The climb: Well, we climbed this in perfect conditions, it was a song. You can choose breakfast times 1, 3, 5 or 7 am. We chose a leisurely 7 am, and set out around 8:15 am for the climb.

The conditions were oh so perfect, warm enough to climb without gloves/layers, and most of the snow was gone, so it felt more like a rock climb (like Chli Bielenhorn). I led the route; my partner felt a bit slow that day, and he was not too happy climbing rock with his new Baturas (winter boots).

There is one small pitch (7m) of grade 4a moves, actually it used to be a 4c as I learned from this discussion. In fact I remember discussing with my partner, how I suspected the holds were chipped out by man and not natural, but it is now maybe 4a or 4b (I did not use the aid-slings while leading it, which is a very rare achievement for me ;-) Anyway, nothing to worry, it is a well-protected section.

The route has exceptional drops, feels great because the climbing per se is never hard, you always have decent holds, yet enjoy the thrill of a real mountain feeling. It could be much harder when covered in snow though.

Dataset records:
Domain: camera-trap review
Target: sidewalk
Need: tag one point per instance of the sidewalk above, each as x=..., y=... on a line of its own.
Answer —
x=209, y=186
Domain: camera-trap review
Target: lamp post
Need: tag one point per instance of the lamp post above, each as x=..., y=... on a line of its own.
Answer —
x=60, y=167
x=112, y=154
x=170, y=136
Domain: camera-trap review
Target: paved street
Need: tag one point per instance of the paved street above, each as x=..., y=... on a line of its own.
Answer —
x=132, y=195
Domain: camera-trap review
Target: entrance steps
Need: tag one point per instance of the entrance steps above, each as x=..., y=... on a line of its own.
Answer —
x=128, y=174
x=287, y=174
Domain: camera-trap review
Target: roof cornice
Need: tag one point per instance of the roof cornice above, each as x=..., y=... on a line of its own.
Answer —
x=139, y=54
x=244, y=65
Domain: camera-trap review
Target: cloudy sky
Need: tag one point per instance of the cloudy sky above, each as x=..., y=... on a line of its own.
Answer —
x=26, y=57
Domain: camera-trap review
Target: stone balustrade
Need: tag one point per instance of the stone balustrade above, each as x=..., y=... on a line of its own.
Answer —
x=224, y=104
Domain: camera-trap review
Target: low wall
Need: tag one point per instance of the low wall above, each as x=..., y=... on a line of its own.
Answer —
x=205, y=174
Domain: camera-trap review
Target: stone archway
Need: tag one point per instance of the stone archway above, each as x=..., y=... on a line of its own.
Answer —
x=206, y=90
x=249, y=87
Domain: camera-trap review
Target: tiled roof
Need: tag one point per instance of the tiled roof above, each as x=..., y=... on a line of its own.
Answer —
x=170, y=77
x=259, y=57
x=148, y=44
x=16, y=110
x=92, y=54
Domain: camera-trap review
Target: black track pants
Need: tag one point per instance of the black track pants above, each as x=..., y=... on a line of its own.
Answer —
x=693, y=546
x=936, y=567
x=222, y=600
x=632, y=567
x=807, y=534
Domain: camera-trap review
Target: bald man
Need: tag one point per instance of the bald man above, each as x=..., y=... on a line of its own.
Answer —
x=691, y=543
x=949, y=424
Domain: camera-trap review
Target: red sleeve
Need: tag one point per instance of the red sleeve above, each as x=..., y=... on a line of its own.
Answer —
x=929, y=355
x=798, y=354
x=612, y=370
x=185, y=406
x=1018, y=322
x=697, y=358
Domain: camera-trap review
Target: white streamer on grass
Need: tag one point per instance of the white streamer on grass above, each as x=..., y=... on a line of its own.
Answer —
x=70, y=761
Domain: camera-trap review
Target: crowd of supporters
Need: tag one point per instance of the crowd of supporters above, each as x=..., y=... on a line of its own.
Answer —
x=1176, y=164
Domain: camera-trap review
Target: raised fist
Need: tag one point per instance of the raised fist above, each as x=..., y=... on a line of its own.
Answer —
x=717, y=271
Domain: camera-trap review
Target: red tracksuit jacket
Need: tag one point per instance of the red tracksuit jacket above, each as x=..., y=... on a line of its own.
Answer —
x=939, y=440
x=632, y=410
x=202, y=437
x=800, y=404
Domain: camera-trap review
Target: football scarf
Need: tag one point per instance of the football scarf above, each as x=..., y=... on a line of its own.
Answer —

Short problem 1:
According to the climbing account, what grade did the short 7m pitch used to be?
Short problem 2:
Extend the account of the climb, picking up right after its final sentence.
The records are from a different source than the climbing account.

Reply 1:
It used to be a 4c.

Reply 2:
Difficulty: various guidebooks rate it from PD+ to AD. The one I use rates it at AD which I think is a bit higher than it deserves.

Time: the normal time for ascent  is also listed variously as 2-5 hours, but again it depends if you are doing i with a guide who knows the route, or you are finding the route on your own, and where you start (the hut or the cable car station). We took just over 4 hours, but can easily do it in 2-2.5 hours if doing the second time. In any case, unlike most other climbs, the time is not critical here because the climb ends in the safety of cable car station.

Equipment: There are two 20m abseils, (one of them seemed down-climbable though), so take suitable length rope, maybe 2-3 friends, slings and maybe even nuts although you'd probably not encounter more than 2-3 places where you need them. Crampons and one walking axe.

Lastly, the climb ends at the cable car station where the crowds will be watching you appear from below, so be prepared to feel like a hero (no one asked for autographs though, maybe because a dozen climbers had reached before us, but we did pose for some pics and explained our fancy gear to the folks)

Overall, a very nice, objectively very safe climb. The only thing it is missing is length, like the play getting over just when your are fully turned on :)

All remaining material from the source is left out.